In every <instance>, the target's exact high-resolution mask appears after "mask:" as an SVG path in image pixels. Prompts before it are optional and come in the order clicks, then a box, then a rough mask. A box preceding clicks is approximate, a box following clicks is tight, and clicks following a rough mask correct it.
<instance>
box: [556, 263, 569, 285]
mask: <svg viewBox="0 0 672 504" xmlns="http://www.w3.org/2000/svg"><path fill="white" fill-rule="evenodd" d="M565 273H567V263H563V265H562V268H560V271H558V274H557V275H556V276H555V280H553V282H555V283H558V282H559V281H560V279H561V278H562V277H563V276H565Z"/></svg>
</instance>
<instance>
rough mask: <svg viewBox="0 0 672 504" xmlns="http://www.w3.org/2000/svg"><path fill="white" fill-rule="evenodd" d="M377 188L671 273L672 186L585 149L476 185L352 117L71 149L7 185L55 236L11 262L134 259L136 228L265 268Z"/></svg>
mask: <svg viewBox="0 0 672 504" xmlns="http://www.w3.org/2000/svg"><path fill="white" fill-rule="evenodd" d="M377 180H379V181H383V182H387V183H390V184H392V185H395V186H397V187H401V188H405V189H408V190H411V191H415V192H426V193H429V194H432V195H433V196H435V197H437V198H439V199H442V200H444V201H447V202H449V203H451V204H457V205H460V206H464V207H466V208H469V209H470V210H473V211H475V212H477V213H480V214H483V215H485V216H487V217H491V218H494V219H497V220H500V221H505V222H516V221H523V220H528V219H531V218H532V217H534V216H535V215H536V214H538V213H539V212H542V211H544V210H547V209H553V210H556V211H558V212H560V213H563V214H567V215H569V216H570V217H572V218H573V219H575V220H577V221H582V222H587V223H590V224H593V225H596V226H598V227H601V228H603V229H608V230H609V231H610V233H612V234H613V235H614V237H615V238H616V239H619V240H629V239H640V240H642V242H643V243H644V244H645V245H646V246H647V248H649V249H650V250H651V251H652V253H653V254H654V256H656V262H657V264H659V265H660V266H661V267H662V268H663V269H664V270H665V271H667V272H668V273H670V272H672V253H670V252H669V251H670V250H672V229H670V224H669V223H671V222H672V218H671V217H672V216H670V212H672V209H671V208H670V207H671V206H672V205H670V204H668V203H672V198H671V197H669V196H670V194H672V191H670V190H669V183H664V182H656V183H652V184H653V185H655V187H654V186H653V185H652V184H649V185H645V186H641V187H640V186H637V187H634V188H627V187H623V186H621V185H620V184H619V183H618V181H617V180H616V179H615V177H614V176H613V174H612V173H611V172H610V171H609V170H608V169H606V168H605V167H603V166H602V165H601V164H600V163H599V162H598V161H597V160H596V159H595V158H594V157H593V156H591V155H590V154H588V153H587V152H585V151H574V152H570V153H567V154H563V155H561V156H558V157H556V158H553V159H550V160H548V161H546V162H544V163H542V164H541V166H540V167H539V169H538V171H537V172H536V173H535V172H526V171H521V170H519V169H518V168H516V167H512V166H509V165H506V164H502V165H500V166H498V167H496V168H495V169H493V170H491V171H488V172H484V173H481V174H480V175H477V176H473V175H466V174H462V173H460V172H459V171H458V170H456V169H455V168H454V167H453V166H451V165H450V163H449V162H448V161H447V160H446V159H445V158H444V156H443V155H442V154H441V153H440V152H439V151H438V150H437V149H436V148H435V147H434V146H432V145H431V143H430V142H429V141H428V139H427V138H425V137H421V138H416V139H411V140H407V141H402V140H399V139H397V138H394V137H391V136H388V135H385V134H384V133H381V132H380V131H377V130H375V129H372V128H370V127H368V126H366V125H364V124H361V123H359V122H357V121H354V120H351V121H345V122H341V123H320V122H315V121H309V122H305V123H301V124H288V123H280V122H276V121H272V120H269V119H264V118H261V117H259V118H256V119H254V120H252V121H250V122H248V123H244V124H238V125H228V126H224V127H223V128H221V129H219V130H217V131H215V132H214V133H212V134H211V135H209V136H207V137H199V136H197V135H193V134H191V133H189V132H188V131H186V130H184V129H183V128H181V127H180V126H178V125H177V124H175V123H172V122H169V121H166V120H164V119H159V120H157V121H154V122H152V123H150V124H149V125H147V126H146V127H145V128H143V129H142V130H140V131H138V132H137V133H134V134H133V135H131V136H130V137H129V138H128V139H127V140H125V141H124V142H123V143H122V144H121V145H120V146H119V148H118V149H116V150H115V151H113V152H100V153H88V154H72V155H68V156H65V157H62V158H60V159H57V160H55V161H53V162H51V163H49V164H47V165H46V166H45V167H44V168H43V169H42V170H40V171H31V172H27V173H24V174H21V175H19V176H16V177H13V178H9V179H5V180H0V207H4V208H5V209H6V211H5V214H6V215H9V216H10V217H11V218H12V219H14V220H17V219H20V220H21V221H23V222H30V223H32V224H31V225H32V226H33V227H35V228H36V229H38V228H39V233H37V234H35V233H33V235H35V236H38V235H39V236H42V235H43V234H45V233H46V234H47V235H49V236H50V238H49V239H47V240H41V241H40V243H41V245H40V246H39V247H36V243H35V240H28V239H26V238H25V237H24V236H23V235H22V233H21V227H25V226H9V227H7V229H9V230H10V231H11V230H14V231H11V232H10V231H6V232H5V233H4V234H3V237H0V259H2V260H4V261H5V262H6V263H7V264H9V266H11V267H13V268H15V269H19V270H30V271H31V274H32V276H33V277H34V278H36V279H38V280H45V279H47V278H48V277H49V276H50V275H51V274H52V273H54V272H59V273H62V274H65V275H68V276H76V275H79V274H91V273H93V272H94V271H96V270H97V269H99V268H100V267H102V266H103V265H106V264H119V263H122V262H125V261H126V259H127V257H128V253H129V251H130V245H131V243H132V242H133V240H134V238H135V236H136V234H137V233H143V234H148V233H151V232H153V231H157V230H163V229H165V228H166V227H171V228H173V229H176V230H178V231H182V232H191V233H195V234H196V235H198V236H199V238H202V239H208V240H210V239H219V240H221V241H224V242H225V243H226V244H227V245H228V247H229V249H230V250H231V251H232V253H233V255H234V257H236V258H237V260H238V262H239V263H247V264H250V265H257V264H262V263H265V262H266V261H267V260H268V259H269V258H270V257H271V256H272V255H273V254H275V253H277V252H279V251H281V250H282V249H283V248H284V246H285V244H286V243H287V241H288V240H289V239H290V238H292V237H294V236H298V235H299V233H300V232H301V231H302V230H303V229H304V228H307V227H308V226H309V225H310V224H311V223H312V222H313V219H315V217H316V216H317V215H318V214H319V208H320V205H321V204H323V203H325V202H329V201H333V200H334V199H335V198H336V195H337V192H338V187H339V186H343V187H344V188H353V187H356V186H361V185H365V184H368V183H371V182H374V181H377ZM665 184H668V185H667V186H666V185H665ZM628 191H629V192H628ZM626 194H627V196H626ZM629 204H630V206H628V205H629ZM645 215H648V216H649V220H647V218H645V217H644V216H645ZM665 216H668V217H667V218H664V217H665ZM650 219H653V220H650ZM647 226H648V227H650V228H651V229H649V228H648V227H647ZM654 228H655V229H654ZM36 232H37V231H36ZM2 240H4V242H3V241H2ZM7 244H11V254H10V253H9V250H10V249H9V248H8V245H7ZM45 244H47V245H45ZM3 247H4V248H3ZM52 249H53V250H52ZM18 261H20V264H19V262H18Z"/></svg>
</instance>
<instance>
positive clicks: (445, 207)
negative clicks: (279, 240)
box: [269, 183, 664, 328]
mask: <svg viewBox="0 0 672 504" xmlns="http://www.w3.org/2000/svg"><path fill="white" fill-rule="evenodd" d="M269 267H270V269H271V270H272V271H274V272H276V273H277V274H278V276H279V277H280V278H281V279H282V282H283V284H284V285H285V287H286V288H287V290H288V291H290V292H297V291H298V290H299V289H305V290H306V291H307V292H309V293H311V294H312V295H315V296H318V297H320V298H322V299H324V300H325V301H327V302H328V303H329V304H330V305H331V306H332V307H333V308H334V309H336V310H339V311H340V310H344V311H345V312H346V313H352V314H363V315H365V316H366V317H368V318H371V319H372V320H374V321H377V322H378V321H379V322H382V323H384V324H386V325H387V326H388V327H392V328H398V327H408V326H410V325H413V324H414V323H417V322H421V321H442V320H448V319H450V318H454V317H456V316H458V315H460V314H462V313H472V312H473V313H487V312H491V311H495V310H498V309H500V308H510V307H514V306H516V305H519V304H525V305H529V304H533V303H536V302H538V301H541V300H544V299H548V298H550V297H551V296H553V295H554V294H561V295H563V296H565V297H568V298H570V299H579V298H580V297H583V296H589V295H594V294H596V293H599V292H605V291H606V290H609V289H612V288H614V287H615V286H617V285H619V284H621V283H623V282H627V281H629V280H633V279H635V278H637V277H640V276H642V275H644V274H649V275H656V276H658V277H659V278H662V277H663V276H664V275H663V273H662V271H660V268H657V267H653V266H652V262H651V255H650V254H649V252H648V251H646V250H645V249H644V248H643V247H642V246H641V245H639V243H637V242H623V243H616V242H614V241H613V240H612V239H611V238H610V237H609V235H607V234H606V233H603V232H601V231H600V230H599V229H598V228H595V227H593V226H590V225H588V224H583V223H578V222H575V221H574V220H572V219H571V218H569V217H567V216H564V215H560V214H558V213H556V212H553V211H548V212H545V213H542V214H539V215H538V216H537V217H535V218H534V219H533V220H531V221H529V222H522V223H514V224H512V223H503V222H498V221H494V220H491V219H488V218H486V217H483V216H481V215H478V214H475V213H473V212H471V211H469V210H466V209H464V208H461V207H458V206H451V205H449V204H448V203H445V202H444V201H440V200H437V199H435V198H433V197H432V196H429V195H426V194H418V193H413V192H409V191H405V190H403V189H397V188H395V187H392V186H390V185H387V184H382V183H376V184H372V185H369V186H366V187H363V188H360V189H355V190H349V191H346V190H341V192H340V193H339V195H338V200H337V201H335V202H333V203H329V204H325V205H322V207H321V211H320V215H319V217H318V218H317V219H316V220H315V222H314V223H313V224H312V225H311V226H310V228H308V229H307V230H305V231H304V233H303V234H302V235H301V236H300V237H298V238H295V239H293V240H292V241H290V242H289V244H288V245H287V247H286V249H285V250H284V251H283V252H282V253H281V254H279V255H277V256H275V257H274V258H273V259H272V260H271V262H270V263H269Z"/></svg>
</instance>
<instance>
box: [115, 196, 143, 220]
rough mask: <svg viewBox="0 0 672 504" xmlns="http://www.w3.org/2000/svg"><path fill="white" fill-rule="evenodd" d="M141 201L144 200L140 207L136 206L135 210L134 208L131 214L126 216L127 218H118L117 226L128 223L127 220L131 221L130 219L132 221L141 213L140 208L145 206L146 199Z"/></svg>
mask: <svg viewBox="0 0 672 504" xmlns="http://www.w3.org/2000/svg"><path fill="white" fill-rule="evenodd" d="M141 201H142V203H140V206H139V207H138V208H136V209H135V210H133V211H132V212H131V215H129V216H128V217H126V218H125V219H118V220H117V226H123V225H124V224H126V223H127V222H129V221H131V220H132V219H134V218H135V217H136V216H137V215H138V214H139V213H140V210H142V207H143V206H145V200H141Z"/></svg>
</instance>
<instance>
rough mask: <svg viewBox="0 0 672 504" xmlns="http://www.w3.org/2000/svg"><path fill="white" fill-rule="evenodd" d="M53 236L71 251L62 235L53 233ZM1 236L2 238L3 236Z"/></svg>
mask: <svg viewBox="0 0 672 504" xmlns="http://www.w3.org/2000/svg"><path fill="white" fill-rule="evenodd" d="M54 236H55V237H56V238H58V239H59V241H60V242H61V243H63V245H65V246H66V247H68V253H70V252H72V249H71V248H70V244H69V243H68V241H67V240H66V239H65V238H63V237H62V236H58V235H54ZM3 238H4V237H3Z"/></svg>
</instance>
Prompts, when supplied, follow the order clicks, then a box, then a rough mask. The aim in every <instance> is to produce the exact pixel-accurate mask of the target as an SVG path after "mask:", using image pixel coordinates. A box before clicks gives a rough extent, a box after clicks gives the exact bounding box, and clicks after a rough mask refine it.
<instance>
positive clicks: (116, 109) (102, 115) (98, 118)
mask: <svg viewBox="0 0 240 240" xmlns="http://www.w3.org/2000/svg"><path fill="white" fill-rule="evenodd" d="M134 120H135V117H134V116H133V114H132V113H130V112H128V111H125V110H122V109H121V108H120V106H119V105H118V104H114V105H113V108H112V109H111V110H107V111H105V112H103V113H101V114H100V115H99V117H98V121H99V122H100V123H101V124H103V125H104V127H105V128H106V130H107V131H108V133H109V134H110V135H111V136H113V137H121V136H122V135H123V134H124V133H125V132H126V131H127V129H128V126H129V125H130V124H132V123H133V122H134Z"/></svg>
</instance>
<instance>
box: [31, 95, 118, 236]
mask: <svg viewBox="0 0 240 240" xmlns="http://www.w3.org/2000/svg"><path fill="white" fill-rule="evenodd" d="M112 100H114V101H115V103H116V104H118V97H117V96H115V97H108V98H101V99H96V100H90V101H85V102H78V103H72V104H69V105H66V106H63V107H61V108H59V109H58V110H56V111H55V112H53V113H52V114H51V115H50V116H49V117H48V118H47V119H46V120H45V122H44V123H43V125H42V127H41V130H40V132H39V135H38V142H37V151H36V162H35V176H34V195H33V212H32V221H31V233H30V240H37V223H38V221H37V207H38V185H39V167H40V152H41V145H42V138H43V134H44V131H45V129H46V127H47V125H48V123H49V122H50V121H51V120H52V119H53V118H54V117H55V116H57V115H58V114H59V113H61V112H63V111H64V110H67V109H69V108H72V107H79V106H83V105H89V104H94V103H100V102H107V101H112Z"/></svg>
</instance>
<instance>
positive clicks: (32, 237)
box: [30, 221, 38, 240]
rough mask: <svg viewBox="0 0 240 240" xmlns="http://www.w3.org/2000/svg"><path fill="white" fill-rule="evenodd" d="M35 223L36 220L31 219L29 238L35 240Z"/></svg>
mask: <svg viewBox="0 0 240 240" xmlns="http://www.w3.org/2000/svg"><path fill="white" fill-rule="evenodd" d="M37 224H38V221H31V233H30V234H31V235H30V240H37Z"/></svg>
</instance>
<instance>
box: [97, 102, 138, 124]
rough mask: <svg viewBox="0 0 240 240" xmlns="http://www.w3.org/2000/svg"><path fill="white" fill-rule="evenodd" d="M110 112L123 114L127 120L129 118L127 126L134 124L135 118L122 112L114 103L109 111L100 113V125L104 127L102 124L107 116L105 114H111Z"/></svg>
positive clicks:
+-------+
== TASK STATEMENT ==
Put the stretch of the material above from its start through the line containing "box: [556, 263, 569, 285]" into a numbered list, leaving out blank lines and including nothing else.

== WORKED SOLUTION ==
1. In every <instance>, the target's exact high-resolution mask appears after "mask:" as an SVG path in image pixels. Prompts before it are optional and come in the order clicks, then a box, then a rough mask. A box preceding clicks is approximate, a box following clicks is tight, and clicks following a rough mask correct it.
2. <instance>
3. box: [556, 263, 569, 285]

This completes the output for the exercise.